## Begin RECORDS TO USE

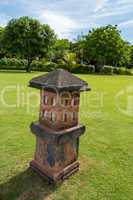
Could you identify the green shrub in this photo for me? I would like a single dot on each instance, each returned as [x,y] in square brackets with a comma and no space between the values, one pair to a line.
[107,70]
[84,69]
[42,65]
[12,63]
[122,71]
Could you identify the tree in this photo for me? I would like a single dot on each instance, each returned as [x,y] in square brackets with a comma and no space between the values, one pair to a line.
[62,47]
[27,38]
[2,51]
[104,46]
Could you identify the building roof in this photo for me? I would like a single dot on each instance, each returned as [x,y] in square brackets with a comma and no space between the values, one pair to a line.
[59,79]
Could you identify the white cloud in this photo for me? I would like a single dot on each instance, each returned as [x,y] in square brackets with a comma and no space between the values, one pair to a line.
[100,4]
[126,24]
[59,23]
[3,19]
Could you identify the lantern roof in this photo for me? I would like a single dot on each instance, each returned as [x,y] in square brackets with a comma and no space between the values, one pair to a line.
[60,80]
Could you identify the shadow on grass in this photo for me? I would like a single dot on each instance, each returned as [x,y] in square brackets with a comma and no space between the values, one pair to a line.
[26,186]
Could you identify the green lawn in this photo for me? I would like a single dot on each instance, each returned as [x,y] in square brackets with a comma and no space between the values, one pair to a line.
[106,149]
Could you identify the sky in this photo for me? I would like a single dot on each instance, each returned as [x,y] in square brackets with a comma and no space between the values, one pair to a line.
[70,18]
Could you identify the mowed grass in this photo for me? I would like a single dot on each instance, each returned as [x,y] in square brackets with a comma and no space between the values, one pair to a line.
[106,148]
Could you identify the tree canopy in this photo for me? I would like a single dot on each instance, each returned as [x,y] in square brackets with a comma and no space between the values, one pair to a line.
[104,46]
[27,38]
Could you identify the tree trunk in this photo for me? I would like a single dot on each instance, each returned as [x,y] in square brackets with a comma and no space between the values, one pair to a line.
[28,67]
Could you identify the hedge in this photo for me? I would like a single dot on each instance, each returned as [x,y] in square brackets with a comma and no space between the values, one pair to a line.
[43,65]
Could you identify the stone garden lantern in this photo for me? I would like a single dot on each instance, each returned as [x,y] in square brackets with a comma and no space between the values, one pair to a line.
[57,131]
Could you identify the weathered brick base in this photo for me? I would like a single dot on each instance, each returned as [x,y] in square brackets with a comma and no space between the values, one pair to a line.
[53,178]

## End RECORDS TO USE

#### [REQUIRED WORK]
Reproduce the entries above with "in this photo" changed to "in this image" throughout, keeping all else identical. Omit the pictures from your answer.

#### [FULL ANSWER]
Could you identify the green shrub in this image for me? I would like a single dot on each instance, each returned as [x,y] in square brackets with a comma and no space between the values, one pair to a line.
[107,70]
[84,69]
[42,65]
[12,63]
[122,71]
Could you identify the tree in this image for me? I would like a single dot on each instance, each returned as [x,y] in square brackets with a comma and no space between the values, one pair to a line.
[62,47]
[27,38]
[2,51]
[104,46]
Could you identify the building roof in this image for me? I would like a single dot on each instance, each returned as [x,y] in square brackets with a comma and no space between the values, one pair to a line.
[59,79]
Could you identify the white cloud in this image for me? I would like a single dot on each instance, each returned as [x,y] in square brackets with a comma and no space between the values, one pair to a line.
[100,4]
[126,24]
[59,23]
[3,19]
Could you identify the lantern roof in this image for me? I would like a single dot on each instance, each returned as [x,y] in square brackets with a comma and no space between the values, one pair to a line.
[60,80]
Could you identify the shadow on grass in this image for me? I would like a single dot on each instance, each returned as [x,y] in square brackets with a comma and no space between the values, one pair to a line.
[26,186]
Could you identify the green lawn in this image for me? I would like a single dot on each instance, each returned as [x,y] in square brackets with a comma and no space between the values, one pair to a line.
[106,149]
Could you identify the sky in this image for me? I would like a single dot on each instance, each returned as [x,y] in square brackets with a comma and no space between the values, one pair to a line.
[70,18]
Could you identify the mowed grass in this image for me? I would like a single dot on each instance, each returned as [x,y] in square brackets with a comma and no space between the values, one pair to a line.
[106,148]
Could you identify the tree canopy in this image for me? I would like a single dot on each instance, each returned as [x,y] in square brackets with a comma and no space between the values, one pair to a line.
[104,46]
[27,38]
Could you identify the tree trunk in this image for me? I would like a single dot on each instance, each returned as [x,y] in square brackets with a comma and no space between the values, one pair to a line.
[28,67]
Could you identify the hedge in this image for me? I would like a single dot on each instance, each returned as [x,y] in square brackets with a comma and no space between the values, one pair to a line.
[43,65]
Could you identify the stone garden lantern in this image for me? I would like a single dot on each instance, each returned as [x,y] in square brackets with a comma and no space between the values, one pair to a line.
[57,131]
Could you identify the weathered brick base in this image for me? I would like a single dot on each instance, each returned as [x,y] in square brackets with a comma and no space between the values, one pair to a line.
[53,178]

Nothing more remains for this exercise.